━━━ Data shown ━━━

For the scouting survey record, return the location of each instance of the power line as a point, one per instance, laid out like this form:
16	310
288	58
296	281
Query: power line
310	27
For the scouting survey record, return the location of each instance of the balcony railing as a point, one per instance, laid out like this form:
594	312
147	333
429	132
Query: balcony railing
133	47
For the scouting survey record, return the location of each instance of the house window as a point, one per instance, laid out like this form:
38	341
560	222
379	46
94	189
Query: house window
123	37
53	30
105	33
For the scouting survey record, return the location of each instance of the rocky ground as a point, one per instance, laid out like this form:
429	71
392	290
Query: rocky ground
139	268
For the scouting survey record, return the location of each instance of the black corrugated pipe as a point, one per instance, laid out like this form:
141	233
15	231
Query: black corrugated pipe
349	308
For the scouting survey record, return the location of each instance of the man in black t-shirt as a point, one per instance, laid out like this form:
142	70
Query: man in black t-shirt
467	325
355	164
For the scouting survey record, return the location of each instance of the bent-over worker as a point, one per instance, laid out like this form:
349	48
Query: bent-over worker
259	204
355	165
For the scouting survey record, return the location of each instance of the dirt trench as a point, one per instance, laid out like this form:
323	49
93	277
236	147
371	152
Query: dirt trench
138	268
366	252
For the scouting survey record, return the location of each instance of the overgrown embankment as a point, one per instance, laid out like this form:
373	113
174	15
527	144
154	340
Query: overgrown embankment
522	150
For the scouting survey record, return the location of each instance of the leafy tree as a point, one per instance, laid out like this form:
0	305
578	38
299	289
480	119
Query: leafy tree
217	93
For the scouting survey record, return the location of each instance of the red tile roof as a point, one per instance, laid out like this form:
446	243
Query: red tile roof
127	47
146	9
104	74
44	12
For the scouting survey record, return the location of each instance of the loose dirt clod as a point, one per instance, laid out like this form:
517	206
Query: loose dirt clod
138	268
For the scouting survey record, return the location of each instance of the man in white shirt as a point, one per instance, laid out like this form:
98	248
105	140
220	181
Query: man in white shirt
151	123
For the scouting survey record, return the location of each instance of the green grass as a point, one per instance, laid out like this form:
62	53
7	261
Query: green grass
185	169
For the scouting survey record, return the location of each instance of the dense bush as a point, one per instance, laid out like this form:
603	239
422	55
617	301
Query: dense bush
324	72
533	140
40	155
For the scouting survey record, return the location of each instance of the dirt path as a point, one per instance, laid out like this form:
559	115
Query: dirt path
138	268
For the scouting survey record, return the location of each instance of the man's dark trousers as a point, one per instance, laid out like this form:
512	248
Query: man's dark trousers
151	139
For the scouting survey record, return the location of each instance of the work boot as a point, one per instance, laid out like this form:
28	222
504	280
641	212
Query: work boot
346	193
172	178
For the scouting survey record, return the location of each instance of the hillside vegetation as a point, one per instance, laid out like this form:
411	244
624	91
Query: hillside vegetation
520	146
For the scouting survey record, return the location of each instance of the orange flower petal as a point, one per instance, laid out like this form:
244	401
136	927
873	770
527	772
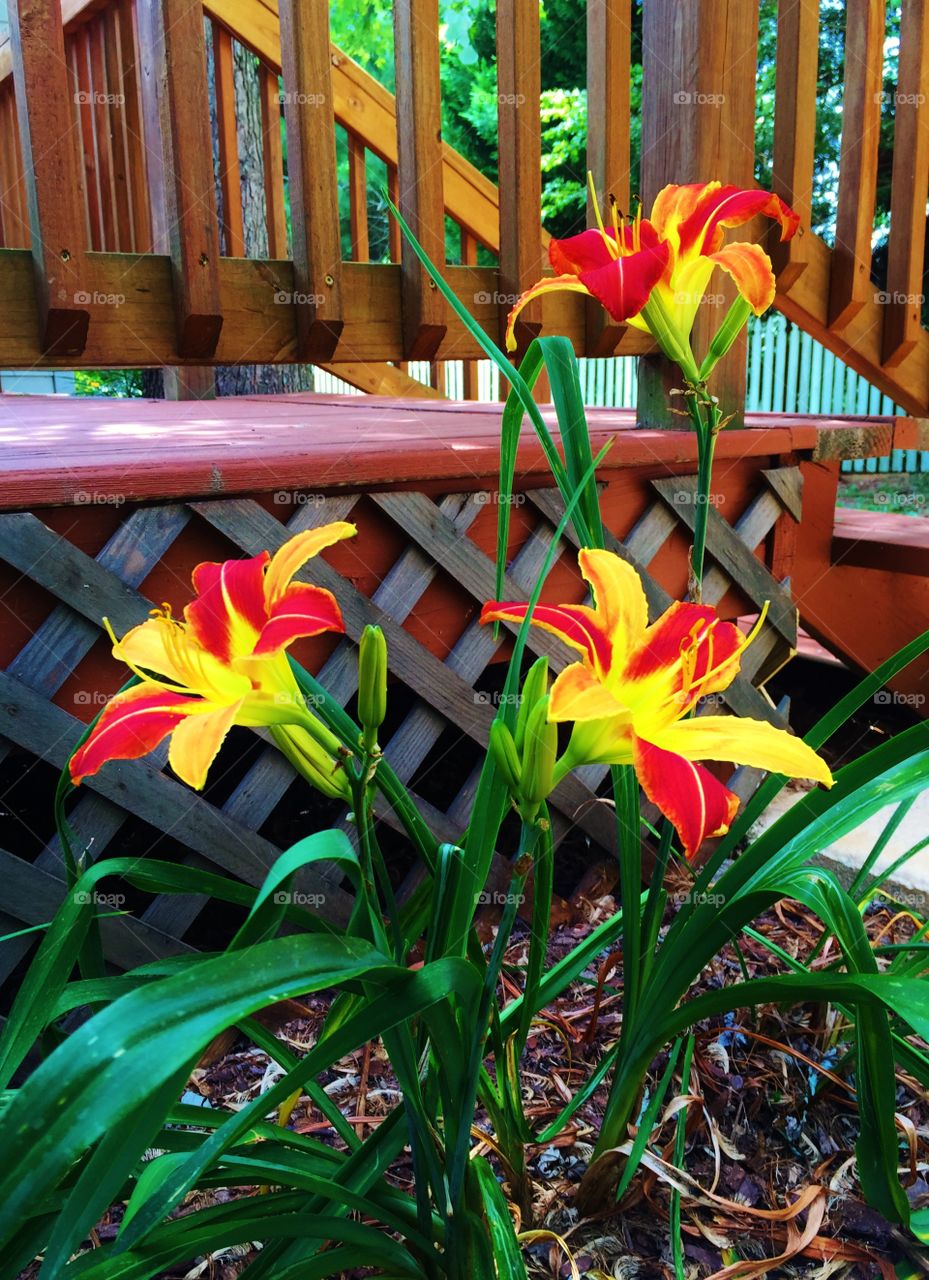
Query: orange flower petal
131	726
731	206
297	551
745	741
696	803
301	611
573	624
229	611
750	268
619	597
196	743
549	284
579	695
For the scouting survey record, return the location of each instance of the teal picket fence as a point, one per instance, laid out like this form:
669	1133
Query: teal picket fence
788	373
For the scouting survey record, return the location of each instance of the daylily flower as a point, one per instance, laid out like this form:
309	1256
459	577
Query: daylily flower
653	273
631	694
224	664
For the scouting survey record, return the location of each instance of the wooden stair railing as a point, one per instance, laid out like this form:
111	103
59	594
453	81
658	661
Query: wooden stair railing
825	291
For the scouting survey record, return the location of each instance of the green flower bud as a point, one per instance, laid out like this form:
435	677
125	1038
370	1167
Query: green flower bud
534	686
736	319
506	757
371	679
539	753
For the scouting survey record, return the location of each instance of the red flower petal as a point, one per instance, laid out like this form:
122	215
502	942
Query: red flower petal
689	795
301	611
731	206
131	726
575	624
625	286
584	252
229	611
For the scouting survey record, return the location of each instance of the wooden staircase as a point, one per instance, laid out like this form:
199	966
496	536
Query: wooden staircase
127	127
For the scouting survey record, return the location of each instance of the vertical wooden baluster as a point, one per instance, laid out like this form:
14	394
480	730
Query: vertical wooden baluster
795	129
134	131
468	257
394	233
909	184
119	140
857	177
420	151
178	99
609	56
273	155
698	123
46	131
357	199
312	177
83	96
518	90
103	132
229	174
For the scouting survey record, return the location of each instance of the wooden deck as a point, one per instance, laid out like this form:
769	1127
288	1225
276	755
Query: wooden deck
60	451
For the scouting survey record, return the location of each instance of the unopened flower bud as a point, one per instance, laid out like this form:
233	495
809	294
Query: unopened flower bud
506	757
371	679
534	688
539	753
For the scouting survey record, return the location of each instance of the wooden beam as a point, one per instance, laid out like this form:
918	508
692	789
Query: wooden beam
609	56
312	178
421	197
795	128
273	158
909	188
192	225
136	170
46	131
518	91
698	123
357	199
850	284
257	329
229	176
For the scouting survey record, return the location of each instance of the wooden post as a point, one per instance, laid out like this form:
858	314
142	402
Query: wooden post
229	177
420	151
698	124
178	100
609	54
795	129
55	195
850	280
518	91
273	155
906	247
312	179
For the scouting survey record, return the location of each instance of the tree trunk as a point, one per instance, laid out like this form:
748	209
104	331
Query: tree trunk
255	379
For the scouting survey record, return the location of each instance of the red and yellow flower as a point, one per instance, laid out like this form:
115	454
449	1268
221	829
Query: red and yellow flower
653	273
635	686
224	664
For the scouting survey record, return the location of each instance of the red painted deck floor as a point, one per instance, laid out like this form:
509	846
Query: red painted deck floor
65	449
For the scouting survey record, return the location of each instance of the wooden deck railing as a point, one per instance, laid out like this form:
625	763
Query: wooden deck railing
106	176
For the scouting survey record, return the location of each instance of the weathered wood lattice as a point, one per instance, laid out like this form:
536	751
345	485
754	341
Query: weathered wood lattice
228	835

━━━

Output every line of the entries above as a JSON list of strings, one string per line. Skip blank lines and leave the pictures out.

[
  "For the scouting survey record, return the location of each instance of the power line as a point, one per instance, laid out like this form:",
  "16\t310",
  "288\t58",
  "296\t281",
  "Query: power line",
  "310\t27",
  "For the scouting survey record, return the location of each instance of the balcony railing as a point, one per instance, laid out like this form:",
  "594\t312",
  "147\t333",
  "429\t132",
  "Query: balcony railing",
  "133\t47",
  "For the scouting survey record, return the location of each instance of the house window as a point, one per instance, laid out like this form:",
  "38\t341",
  "560\t222",
  "379\t46",
  "94\t189",
  "Query: house window",
  "123\t37",
  "53\t30",
  "105\t33",
  "For the scouting survey record, return the location of each instance of the rocky ground as a point, one per instance, laid out like this form:",
  "429\t71",
  "392\t290",
  "Query: rocky ground",
  "139\t268",
  "For the scouting survey record, return the location of each instance of the black corrugated pipe as a point, one per instance, laid out like this form:",
  "141\t233",
  "15\t231",
  "Query: black corrugated pipe",
  "349\t308",
  "For the scouting survey record, return the location of each instance of the man in black t-shirt as a point, one per instance, laid out like this form:",
  "142\t70",
  "Query: man in black t-shirt",
  "467\t325",
  "355\t164",
  "For the scouting survey record, return the location of each instance of the bent-over worker as a point, one per instance, laid out like this form:",
  "349\t48",
  "Query: bent-over worker",
  "259\t204",
  "355\t165",
  "For the scouting survey record, return the location of each instance of the dirt trench as a point, one per instance, laid out like this form:",
  "323\t49",
  "93\t277",
  "236\t147",
  "371\t152",
  "Query: dirt trench",
  "138\t268",
  "366\t252",
  "For the scouting survey record, return the location of each instance of the overgrown embankment as a point, one per instance, laid out like this form:",
  "373\t113",
  "174\t15",
  "527\t144",
  "154\t340",
  "Query: overgrown embankment",
  "522\t150",
  "For the scouting survey record, return the location of each instance of the leafy tree as a point, one per instance, laid out like this form:",
  "0\t305",
  "578\t38",
  "299\t289",
  "480\t119",
  "Query: leafy tree",
  "217\t93",
  "For the scouting survey record, return the location of each instance of the red tile roof as a point, one per instance, laid out like this form:",
  "446\t243",
  "Query: red tile roof",
  "127\t47",
  "146\t9",
  "104\t74",
  "44\t12",
  "For the scouting survey record, return the location of each instance of the loose dirt clod as a point, one per instance, laid out like this form:",
  "517\t206",
  "Query: loose dirt clod",
  "138\t268",
  "For the scouting survey record, return the location of each instance of the man in white shirt as a point, one per instance, laid out like this form:",
  "98\t248",
  "105\t140",
  "220\t181",
  "Query: man in white shirt",
  "151\t123",
  "For the scouting survey record, return the location of each instance of the green grass as a point, one per instance, laid out like this form:",
  "62\t53",
  "7\t261",
  "Query: green grass",
  "185\t169",
  "For the scouting survey record, return the location of each instance of the dense bush as a point, one per instance, laid out like this form:",
  "603\t239",
  "422\t55",
  "617\t301",
  "Query: dense bush",
  "324\t72",
  "533\t140",
  "40\t155",
  "For the scouting survey record, return the location of each instance of the dirt path as a point, one per instance, laid out like this form:",
  "559\t115",
  "Query: dirt path",
  "138\t268",
  "For the scouting survey record, return the location of each instance of the man's dark trousers as a point, one per instance, laid out like this form:",
  "512\t248",
  "Query: man's dark trousers",
  "151\t139",
  "For the scouting survey record, return the location of each instance of the work boot as a point, one per instance, laid out like this form:",
  "28\t222",
  "504\t280",
  "641\t212",
  "Query: work boot",
  "346\t193",
  "172\t178",
  "For the scouting survey record, return the location of each instance of the hillside vegetation as a point, one per instance, laid out like this form:",
  "411\t244",
  "624\t91",
  "Query: hillside vegetation",
  "520\t146",
  "For the scouting survey record, return the location of each instance of the orange flower petal as a point, one per instance, laid out like this form:",
  "244\t401",
  "136\t927",
  "873\t770",
  "527\t772",
  "Query: orange flower petal",
  "131\t726",
  "731\t206",
  "297\t551",
  "745\t741",
  "696\t803",
  "301\t611",
  "573\t624",
  "229\t611",
  "750\t268",
  "619\t597",
  "196\t743",
  "549\t284",
  "579\t695",
  "For the scouting survey record, return the location of each instance of the teal picket fence as a point, one per instance, laid out like this form:",
  "669\t1133",
  "Query: teal picket fence",
  "788\t373",
  "For the scouting survey record, return the location of each instance of the daylily flower as a point, one per instance, laid out like this form:",
  "309\t1256",
  "459\t577",
  "Query: daylily flower",
  "653\t273",
  "631\t694",
  "224\t664",
  "For the scouting survey record, return the location of each instance of the wooden stair railing as a point, one per instance, laid out like this form:",
  "111\t103",
  "59\t594",
  "453\t81",
  "658\t661",
  "Query: wooden stair railing",
  "825\t291",
  "For the scouting survey record, return the location of each instance of the green flower bud as a point, one per instance, laid out like this form:",
  "435\t677",
  "125\t1038",
  "370\t1167",
  "Query: green flower bud",
  "534\t686",
  "736\t319",
  "506\t757",
  "371\t679",
  "539\t753",
  "For the scouting survey record, return the location of each instance of the red flower petal as a point, one per instance, laid out like this form:",
  "122\t215",
  "502\t942",
  "Query: red flower petal",
  "689\t795",
  "301\t611",
  "731\t206",
  "131\t726",
  "575\t624",
  "625\t286",
  "584\t252",
  "229\t611",
  "For the scouting survey record, return the location of each instance of the wooden staircase as a point, one per instance, laid out like this form:",
  "199\t966",
  "496\t536",
  "Query: wooden staircase",
  "127\t127",
  "For the scouting survey record, return the location of each instance of the vertical wooden baluster as a point, one per instance, laid out like this form:",
  "14\t394",
  "480\t730",
  "Query: vertical wooden baluster",
  "795\t129",
  "134\t131",
  "468\t257",
  "394\t233",
  "909\t184",
  "119\t140",
  "857\t177",
  "420\t151",
  "178\t99",
  "609\t56",
  "273\t155",
  "698\t123",
  "46\t131",
  "357\t199",
  "312\t177",
  "83\t96",
  "518\t90",
  "103\t132",
  "229\t174",
  "For the scouting survey record, return the location of each instance of the wooden deck as a point, one per instance, laid out like this form:",
  "769\t1127",
  "288\t1225",
  "276\t755",
  "Query: wooden deck",
  "60\t451",
  "For the scouting survey record, return the location of each instance of the unopened flower bud as a point, one per instance, laid out like this form:",
  "233\t495",
  "809\t294",
  "Query: unopened flower bud",
  "506\t757",
  "371\t679",
  "534\t688",
  "539\t753",
  "For the scouting survey record, return the location of each instance of the wooden beam as a point, one per instance, laid out like this form:",
  "918\t508",
  "692\t789",
  "Query: wooden beam",
  "609\t56",
  "312\t178",
  "421\t197",
  "795\t128",
  "273\t158",
  "909\t188",
  "192\t225",
  "136\t170",
  "46\t131",
  "518\t91",
  "698\t123",
  "357\t199",
  "850\t284",
  "257\t329",
  "229\t176",
  "For the scouting survey record, return the location of each instance of the wooden post as a point, one per instance, laid out like this form:",
  "858\t314",
  "142\t402",
  "Query: wooden post",
  "229\t177",
  "420\t151",
  "698\t124",
  "178\t100",
  "609\t54",
  "795\t129",
  "55\t195",
  "850\t280",
  "518\t91",
  "273\t155",
  "906\t247",
  "312\t179",
  "For the scouting survey record, return the location of each instance of the tree trunk as a point, one per instance, laid out like this form:",
  "748\t209",
  "104\t331",
  "Query: tree trunk",
  "255\t379",
  "For the scouting survey record, return the location of each instance of the red and yellow flower as a point, one per instance, laid out like this form:",
  "115\t454",
  "449\t1268",
  "221\t829",
  "Query: red and yellow flower",
  "653\t273",
  "635\t686",
  "224\t664",
  "For the scouting survey record, return the location of each instance of the red painted deck floor as a point, one per instance, laid out like this form:",
  "509\t846",
  "Query: red painted deck floor",
  "65\t449",
  "For the scouting survey record, return the location of each instance of the wooden deck railing as a point, one per instance, laid out like this form:",
  "625\t763",
  "Query: wooden deck railing",
  "106\t176",
  "For the scouting survey record, return the location of each instance of the weathered wood lattice as a point, one per instance, laid out like this form:",
  "536\t751",
  "345\t485",
  "754\t341",
  "Query: weathered wood lattice",
  "228\t835"
]